■ **Listed records**
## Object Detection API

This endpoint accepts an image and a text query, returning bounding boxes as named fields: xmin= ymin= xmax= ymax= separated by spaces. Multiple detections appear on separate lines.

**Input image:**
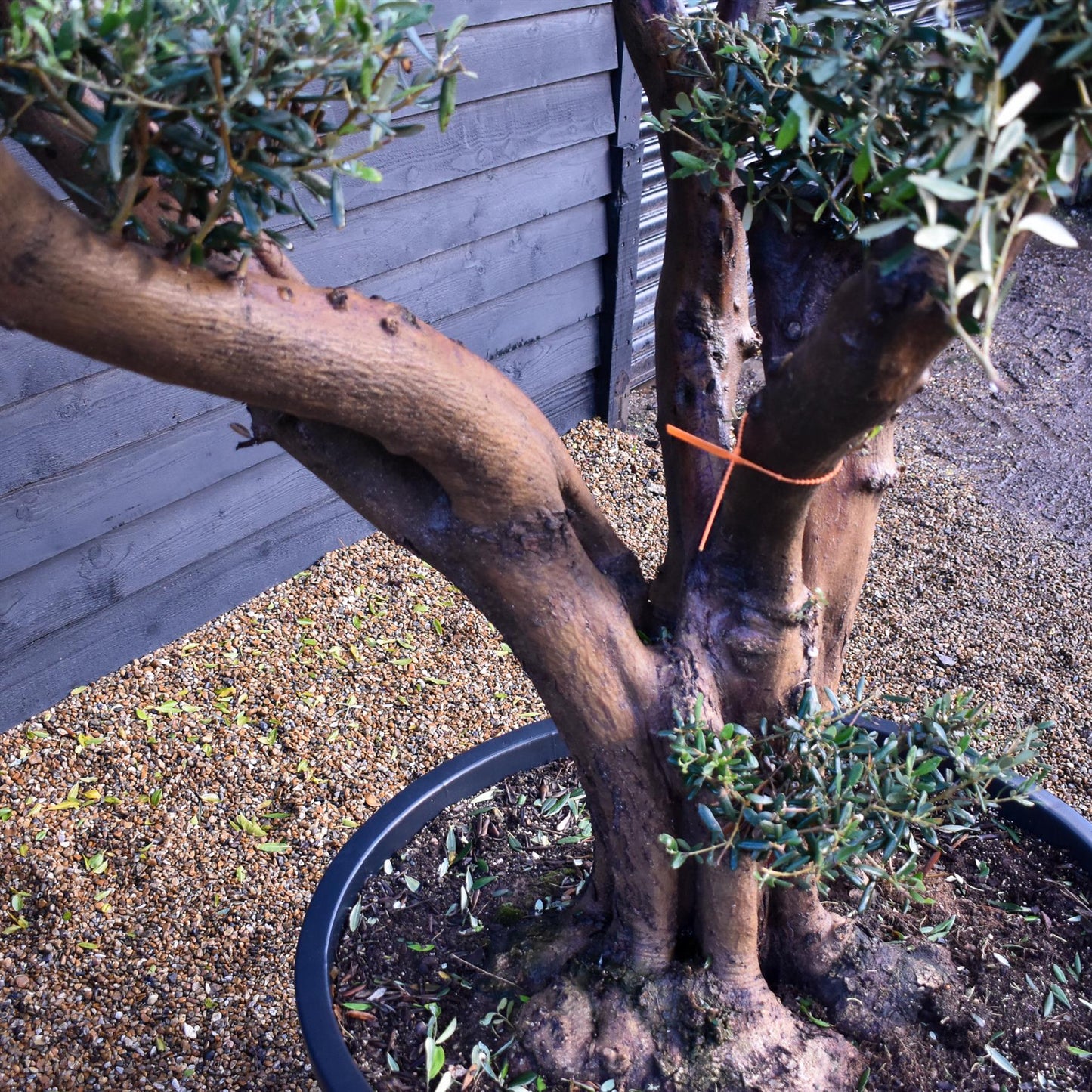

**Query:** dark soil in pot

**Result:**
xmin=336 ymin=763 xmax=1092 ymax=1092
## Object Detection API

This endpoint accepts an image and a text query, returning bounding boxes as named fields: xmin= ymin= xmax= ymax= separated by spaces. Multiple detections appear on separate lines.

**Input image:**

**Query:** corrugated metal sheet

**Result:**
xmin=631 ymin=0 xmax=986 ymax=387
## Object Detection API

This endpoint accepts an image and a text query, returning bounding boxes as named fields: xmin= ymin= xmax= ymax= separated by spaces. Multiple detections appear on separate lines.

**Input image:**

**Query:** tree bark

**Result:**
xmin=0 ymin=0 xmax=991 ymax=1092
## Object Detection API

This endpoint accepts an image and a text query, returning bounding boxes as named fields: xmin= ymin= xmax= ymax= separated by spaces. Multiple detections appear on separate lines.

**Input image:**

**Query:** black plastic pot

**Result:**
xmin=295 ymin=721 xmax=1092 ymax=1092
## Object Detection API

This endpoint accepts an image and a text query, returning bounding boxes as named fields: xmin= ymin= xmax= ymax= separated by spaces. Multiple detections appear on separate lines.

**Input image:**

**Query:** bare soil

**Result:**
xmin=336 ymin=763 xmax=1092 ymax=1092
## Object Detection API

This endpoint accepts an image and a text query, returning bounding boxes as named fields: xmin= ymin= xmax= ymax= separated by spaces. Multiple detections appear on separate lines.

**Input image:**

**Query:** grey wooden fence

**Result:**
xmin=0 ymin=0 xmax=640 ymax=729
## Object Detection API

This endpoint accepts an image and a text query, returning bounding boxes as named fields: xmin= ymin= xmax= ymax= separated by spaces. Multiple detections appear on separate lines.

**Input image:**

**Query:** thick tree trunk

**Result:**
xmin=0 ymin=0 xmax=973 ymax=1092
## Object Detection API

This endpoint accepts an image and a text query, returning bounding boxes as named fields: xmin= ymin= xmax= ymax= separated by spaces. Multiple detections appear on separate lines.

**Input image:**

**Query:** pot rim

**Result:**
xmin=294 ymin=719 xmax=1092 ymax=1092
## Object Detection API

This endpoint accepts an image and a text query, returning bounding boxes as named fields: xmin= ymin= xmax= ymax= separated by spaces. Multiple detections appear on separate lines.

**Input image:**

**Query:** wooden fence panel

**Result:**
xmin=0 ymin=0 xmax=625 ymax=729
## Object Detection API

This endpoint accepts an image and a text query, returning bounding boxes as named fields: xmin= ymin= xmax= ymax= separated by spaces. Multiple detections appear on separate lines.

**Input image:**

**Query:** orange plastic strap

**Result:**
xmin=667 ymin=412 xmax=842 ymax=554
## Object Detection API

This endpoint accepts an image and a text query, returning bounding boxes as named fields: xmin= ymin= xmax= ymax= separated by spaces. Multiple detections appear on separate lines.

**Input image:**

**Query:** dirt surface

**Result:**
xmin=0 ymin=214 xmax=1092 ymax=1092
xmin=336 ymin=763 xmax=1092 ymax=1092
xmin=906 ymin=208 xmax=1092 ymax=561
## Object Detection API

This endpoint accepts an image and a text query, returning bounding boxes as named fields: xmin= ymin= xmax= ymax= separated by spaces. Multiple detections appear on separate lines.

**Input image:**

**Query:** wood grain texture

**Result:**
xmin=0 ymin=402 xmax=278 ymax=581
xmin=288 ymin=138 xmax=611 ymax=288
xmin=0 ymin=454 xmax=340 ymax=652
xmin=0 ymin=329 xmax=107 ymax=410
xmin=0 ymin=368 xmax=226 ymax=493
xmin=354 ymin=201 xmax=607 ymax=323
xmin=0 ymin=0 xmax=616 ymax=731
xmin=403 ymin=5 xmax=616 ymax=117
xmin=277 ymin=72 xmax=615 ymax=224
xmin=432 ymin=0 xmax=602 ymax=26
xmin=0 ymin=499 xmax=371 ymax=732
xmin=437 ymin=261 xmax=603 ymax=360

■ **To do**
Can you output all of the entries above as a Markdown table with the columns Row and Line, numbering each line and leaving out blank lines? Omit the pictures from the table.

■ **Written solution**
| Row | Line |
|---|---|
| 1 | ## Object Detection API |
| 2 | This endpoint accepts an image and a text query, returning bounding boxes as named fields: xmin= ymin= xmax= ymax= separated by spaces. Multiple detections appear on separate lines. |
| 3 | **Input image:** |
| 4 | **Query:** dark soil in pot |
| 5 | **Result:** |
| 6 | xmin=336 ymin=763 xmax=1092 ymax=1092 |
| 7 | ## Object Detection API |
| 8 | This endpoint accepts an image and a text query, returning bounding boxes as named fields: xmin= ymin= xmax= ymax= separated by spaces. Multiple detections appear on separate lines. |
| 9 | **Input image:** |
| 10 | **Query:** corrugated metal sheet |
| 11 | **Result:** |
| 12 | xmin=631 ymin=0 xmax=986 ymax=387 |
| 13 | ## Object Detection API |
| 14 | This endpoint accepts an image and a text query, returning bounding boxes as named fields: xmin= ymin= xmax= ymax= separated by spaces. Multiple detections appear on separate lines. |
| 15 | **Input image:** |
| 16 | **Query:** tree bark |
| 17 | **Result:** |
| 18 | xmin=0 ymin=0 xmax=991 ymax=1092 |
| 19 | ## Object Detection API |
| 20 | This endpoint accepts an image and a text query, returning bounding boxes as named fields: xmin= ymin= xmax= ymax= separated by spaces. Multiple detections appear on separate lines. |
| 21 | **Input image:** |
| 22 | **Query:** black plastic pot |
| 23 | **Result:** |
| 24 | xmin=295 ymin=721 xmax=1092 ymax=1092 |
| 25 | ## Object Detection API |
| 26 | This endpoint accepts an image and a text query, returning bounding boxes as named fields: xmin= ymin= xmax= ymax= separated by spaces. Multiple detections appear on separate lines. |
| 27 | **Input image:** |
| 28 | **Query:** bare soil |
| 29 | **Result:** |
| 30 | xmin=336 ymin=763 xmax=1092 ymax=1092 |
| 31 | ## Object Detection API |
| 32 | This endpoint accepts an image and a text query, returning bounding boxes as named fields: xmin= ymin= xmax= ymax= separated by spaces. Multiple detections appear on separate lines. |
| 33 | **Input image:** |
| 34 | **Query:** grey wooden fence |
| 35 | **Result:** |
| 36 | xmin=0 ymin=0 xmax=640 ymax=729 |
| 37 | ## Object Detection API |
| 38 | This endpoint accepts an image and a text query, returning bounding boxes as named fields: xmin= ymin= xmax= ymax= separated by spaces. Multiple detections appear on separate lines. |
| 39 | **Input image:** |
| 40 | **Query:** thick tree trunk |
| 41 | **Result:** |
| 42 | xmin=0 ymin=0 xmax=973 ymax=1092 |
| 43 | ## Object Detection API |
| 44 | This endpoint accepts an image and a text query, returning bounding boxes as named fields: xmin= ymin= xmax= ymax= separated by spaces. Multiple detections appear on separate lines. |
| 45 | **Input image:** |
| 46 | **Query:** pot rim |
| 47 | **Result:** |
| 48 | xmin=294 ymin=719 xmax=1092 ymax=1092 |
| 49 | ## Object Detection API |
| 50 | This endpoint accepts an image and a text query, returning bounding boxes as named fields: xmin= ymin= xmax= ymax= separated by spaces. Multiple detections appear on separate lines. |
| 51 | **Input image:** |
| 52 | **Query:** wooden fence panel |
| 53 | **Result:** |
| 54 | xmin=0 ymin=0 xmax=625 ymax=729 |
| 55 | ## Object Detection API |
| 56 | This endpoint accepts an image and a text query, returning bounding boxes as named fields: xmin= ymin= xmax= ymax= separated by spaces. Multiple detections appear on separate lines. |
| 57 | **Input image:** |
| 58 | **Query:** orange plastic strap |
| 59 | **Result:** |
| 60 | xmin=667 ymin=412 xmax=842 ymax=554 |
| 61 | ## Object Detection API |
| 62 | This endpoint accepts an image and a text query, returning bounding boxes as named fields: xmin= ymin= xmax= ymax= separated by spaces. Multiple detections appear on separate lines. |
| 63 | **Input image:** |
| 64 | **Query:** dirt surface |
| 65 | **Result:** |
| 66 | xmin=0 ymin=214 xmax=1092 ymax=1092 |
| 67 | xmin=336 ymin=763 xmax=1092 ymax=1092 |
| 68 | xmin=906 ymin=208 xmax=1092 ymax=561 |
| 69 | ## Object Detection API |
| 70 | This endpoint accepts an image and a text query, returning bounding boxes as named fields: xmin= ymin= xmax= ymax= separated by spaces. Multiple detections appear on separate lines. |
| 71 | **Input image:** |
| 72 | **Query:** wood grain texture |
| 73 | **Result:** |
| 74 | xmin=0 ymin=402 xmax=278 ymax=581 |
| 75 | xmin=288 ymin=138 xmax=611 ymax=288 |
| 76 | xmin=0 ymin=454 xmax=340 ymax=652 |
| 77 | xmin=0 ymin=329 xmax=107 ymax=410 |
| 78 | xmin=0 ymin=368 xmax=226 ymax=493 |
| 79 | xmin=354 ymin=201 xmax=607 ymax=323 |
| 80 | xmin=0 ymin=0 xmax=616 ymax=731 |
| 81 | xmin=403 ymin=5 xmax=616 ymax=117 |
| 82 | xmin=277 ymin=72 xmax=615 ymax=224 |
| 83 | xmin=432 ymin=0 xmax=602 ymax=26 |
| 84 | xmin=0 ymin=499 xmax=371 ymax=732 |
| 85 | xmin=437 ymin=261 xmax=603 ymax=360 |